* [Given data]:

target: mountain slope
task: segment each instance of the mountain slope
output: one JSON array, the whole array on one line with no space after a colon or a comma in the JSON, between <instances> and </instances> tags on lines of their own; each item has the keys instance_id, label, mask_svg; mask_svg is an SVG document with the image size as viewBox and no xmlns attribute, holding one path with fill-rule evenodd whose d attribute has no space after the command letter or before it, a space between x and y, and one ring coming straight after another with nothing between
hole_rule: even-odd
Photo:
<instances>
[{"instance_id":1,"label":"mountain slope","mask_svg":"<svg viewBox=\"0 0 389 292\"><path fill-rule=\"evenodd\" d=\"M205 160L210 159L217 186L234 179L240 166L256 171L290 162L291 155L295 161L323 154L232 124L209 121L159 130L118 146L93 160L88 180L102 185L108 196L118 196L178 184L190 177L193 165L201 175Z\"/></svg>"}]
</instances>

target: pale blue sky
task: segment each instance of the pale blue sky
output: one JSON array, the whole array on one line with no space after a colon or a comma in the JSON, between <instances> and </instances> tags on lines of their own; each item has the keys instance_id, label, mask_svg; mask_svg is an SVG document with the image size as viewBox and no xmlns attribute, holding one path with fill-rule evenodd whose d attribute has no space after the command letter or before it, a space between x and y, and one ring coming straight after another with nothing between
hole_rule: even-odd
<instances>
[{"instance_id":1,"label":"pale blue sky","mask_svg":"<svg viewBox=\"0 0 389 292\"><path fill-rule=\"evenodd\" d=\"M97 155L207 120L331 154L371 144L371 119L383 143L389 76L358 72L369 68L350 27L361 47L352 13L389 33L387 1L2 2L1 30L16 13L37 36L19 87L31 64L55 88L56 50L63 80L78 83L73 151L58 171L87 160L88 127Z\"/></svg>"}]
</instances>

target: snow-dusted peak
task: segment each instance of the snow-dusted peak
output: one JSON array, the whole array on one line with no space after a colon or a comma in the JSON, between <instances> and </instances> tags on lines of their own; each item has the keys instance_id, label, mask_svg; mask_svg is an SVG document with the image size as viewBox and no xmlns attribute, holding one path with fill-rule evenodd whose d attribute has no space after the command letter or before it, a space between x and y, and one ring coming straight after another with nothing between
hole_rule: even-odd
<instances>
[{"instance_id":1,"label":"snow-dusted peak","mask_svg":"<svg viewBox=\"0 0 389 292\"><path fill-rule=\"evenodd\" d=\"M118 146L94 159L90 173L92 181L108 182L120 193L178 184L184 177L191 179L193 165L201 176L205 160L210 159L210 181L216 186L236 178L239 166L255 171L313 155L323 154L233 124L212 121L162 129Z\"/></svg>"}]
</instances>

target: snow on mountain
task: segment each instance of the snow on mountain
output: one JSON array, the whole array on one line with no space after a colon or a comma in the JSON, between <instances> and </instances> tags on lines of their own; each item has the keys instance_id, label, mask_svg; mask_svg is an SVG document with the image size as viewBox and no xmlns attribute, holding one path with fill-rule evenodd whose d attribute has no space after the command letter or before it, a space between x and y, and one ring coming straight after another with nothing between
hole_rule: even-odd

* [Exercise objective]:
Recast the lines from the one containing "target: snow on mountain" through the end of the rows as a Markdown table with the columns No. and Text. Number each line in order and leave out any blank lines.

* [Output for this exercise]:
| No. | Text |
|---|---|
| 1 | target: snow on mountain |
| 2 | task: segment each instance of the snow on mountain |
| 3 | output: one JSON array, the whole array on one line with no space after a colon or a comma in the JSON, between <instances> and </instances> tags on lines of their own; each item has the keys instance_id, label, mask_svg; mask_svg is an SVG document with the image size as viewBox and no xmlns attribute, holding one path with fill-rule evenodd whose d attribute has no space after the command letter or before it, a space between x and y, and one ring coming straight after another with nothing between |
| 4 | hole_rule: even-odd |